◆ **Supplied passage**:
BEGIN

What is … The Corporate Takeover?


By George Monbiot. Published in the Oldie, November 2001

In Indonesia or Brazil, subverting the government costs a fortune. Ministers there know precisely how much they are worth, and buying them costs tens, sometimes hundreds of millions of dollars. This is money of the colour Lloyd George would have recognised. But corruption in Britain isn’t what it used to be. Today, there’s something rather shameful about the price for which the government can be bought. Policy changes which have earned Bernie Ecclestone at least £400 million cost him a mere million, which was promptly returned to him the moment the government’s confidence in its own corruption faltered. During the conference season, Labour almost gives special access away.

For £15,000 McDonalds has bought the rights to the most prestigious reception this year: the celebration of Labour’s 100th conference, attended by Tony Blair. For £10,000 you can buy the government’s question and answer session on education. Just £4,000 will brand the video screen on which Mr Blair’s speech will be relayed. Democracy has never come so cheap.

McDonalds says it will use the reception “to talk about our community-based activities”. Presumably this does not include such community-based activities as undermining local cafes and restaurants, filling the streets with litter and making every town centre in Britain look the same. But at the McLabour conference, corporations can leave their reputations in the cloakroom.

END

◆ **Data provided**:
BEGIN

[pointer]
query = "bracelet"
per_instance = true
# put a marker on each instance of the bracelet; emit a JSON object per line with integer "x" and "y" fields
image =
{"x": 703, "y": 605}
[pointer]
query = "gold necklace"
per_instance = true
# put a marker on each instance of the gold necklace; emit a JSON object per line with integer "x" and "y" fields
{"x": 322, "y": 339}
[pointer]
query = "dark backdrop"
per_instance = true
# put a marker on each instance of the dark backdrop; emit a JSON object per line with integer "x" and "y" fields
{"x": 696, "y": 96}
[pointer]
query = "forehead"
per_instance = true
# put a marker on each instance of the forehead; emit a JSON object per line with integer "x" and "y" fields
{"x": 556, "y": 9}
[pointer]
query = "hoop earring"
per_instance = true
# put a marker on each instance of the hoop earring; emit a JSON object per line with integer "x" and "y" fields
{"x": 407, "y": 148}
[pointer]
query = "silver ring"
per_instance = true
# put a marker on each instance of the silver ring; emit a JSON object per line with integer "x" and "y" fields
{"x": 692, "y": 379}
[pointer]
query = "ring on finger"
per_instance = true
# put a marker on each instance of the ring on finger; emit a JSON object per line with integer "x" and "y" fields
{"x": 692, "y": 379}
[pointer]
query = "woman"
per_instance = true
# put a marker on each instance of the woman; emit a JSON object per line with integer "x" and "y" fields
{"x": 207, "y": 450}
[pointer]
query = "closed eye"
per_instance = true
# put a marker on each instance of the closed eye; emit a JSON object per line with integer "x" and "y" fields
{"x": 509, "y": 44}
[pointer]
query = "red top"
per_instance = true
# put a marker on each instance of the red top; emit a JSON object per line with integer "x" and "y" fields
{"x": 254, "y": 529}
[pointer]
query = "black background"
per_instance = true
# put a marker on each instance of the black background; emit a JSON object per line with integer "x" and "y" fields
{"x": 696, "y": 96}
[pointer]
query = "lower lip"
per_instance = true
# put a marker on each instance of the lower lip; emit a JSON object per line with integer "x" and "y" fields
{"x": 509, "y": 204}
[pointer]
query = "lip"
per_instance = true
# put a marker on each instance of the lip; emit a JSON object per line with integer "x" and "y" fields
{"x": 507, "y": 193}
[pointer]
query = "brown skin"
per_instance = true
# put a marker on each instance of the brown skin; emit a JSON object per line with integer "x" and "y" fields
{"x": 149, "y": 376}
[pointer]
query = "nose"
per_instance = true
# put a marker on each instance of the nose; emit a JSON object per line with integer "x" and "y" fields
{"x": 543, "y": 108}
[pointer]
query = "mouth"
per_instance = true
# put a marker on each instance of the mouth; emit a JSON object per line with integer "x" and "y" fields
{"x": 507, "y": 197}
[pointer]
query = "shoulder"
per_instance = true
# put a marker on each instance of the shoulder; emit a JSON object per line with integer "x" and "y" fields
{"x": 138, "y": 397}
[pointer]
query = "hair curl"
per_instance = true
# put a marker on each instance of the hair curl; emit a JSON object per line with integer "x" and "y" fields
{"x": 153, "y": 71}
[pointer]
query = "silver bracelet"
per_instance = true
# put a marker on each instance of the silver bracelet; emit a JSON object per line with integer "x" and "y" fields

END

◆ **Questions on the material**:
• a. Quote the corporate takeover article word for word, beginning at the words "McDonalds says it" and stopping after the words "in the cloakroom.".
• b. List every conference item the corporate takeover article says can be bought from Labour, each with the price the article gives.
Rely only on the corporate takeover article when working on this.

◆ **Answer list**:
• a.
McDonalds says it will use the reception “to talk about our community-based activities”. Presumably this does not include such community-based activities as undermining local cafes and restaurants, filling the streets with litter and making every town centre in Britain look the same. But at the McLabour conference, corporations can leave their reputations in the cloakroom.

• b.
- The reception celebrating Labour's 100th conference, attended by Tony Blair: £15,000
- The government's question and answer session on education: £10,000
- Branding of the video screen on which Mr Blair's speech will be relayed: £4,000